**THE EXERCISE**
Would you copy only the lines below, beginning with the one that contains "If you could drop a marker on the green" and running through the last entry line?

**Location identification entries**
==========

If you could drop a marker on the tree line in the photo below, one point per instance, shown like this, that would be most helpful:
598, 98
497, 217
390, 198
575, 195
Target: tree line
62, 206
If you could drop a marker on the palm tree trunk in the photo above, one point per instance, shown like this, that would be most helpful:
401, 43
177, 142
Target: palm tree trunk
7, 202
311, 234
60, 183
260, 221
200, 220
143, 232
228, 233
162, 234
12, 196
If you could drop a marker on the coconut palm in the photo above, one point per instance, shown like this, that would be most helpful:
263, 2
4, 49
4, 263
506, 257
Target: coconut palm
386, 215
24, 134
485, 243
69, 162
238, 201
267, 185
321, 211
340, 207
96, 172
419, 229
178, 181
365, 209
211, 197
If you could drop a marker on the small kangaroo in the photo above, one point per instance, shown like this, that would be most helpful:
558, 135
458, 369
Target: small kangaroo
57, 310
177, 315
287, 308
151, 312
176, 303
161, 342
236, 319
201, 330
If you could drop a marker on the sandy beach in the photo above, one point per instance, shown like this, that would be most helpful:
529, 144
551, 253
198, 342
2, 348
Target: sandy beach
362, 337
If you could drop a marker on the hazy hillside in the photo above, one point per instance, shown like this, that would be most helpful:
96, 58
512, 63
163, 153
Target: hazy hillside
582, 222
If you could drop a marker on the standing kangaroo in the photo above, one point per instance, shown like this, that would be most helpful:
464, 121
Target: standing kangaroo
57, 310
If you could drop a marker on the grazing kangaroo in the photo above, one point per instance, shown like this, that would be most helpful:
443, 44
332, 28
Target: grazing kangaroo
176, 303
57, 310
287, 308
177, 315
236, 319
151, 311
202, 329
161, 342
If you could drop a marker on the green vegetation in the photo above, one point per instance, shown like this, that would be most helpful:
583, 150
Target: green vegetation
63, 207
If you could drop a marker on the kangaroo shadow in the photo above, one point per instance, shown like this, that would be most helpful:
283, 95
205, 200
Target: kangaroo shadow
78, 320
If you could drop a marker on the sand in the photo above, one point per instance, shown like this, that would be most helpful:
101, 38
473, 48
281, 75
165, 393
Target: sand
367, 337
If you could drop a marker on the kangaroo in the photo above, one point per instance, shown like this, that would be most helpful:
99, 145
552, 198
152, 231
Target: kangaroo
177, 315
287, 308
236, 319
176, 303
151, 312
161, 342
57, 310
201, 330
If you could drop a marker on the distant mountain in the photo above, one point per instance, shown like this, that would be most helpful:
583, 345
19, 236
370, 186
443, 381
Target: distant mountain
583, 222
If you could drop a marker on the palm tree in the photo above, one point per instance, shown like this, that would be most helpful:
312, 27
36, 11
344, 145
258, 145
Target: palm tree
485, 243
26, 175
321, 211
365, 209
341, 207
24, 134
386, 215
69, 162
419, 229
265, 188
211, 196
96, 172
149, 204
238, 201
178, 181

==========

**PROBLEM SOLUTION**
If you could drop a marker on the green vegetation in the photo above, one point per instance, shown like this, that would be most helpful:
583, 150
Target: green vegetation
63, 207
If you could drop a marker on the kangaroo shadow in the photo above, one point per instance, shown like this, that would be most helpful:
283, 95
205, 200
Target: kangaroo shadow
78, 320
If you could drop a marker on the sand in the photo above, one point per instance, shown like this, that would be most helpful:
101, 38
473, 48
281, 75
165, 393
Target: sand
367, 337
If you could drop a marker on the kangaroo in the photo above, one point per instance, shown like this, that would be most helpful:
99, 145
552, 198
152, 231
Target: kangaroo
177, 315
287, 308
236, 319
176, 303
151, 312
161, 342
57, 310
201, 330
If you could drop a marker on the distant mountain in the photo above, one point per instance, shown like this, that would be most helpful:
583, 345
19, 236
370, 186
443, 381
Target: distant mountain
583, 222
If you could drop a marker on the palm tree in the photo above, one point per instance, shown like this, that would be most helpful:
312, 27
36, 11
344, 145
258, 145
Target: palm tree
485, 243
26, 175
321, 211
365, 209
341, 207
24, 134
386, 215
69, 162
419, 229
265, 188
211, 196
96, 172
149, 204
238, 201
178, 181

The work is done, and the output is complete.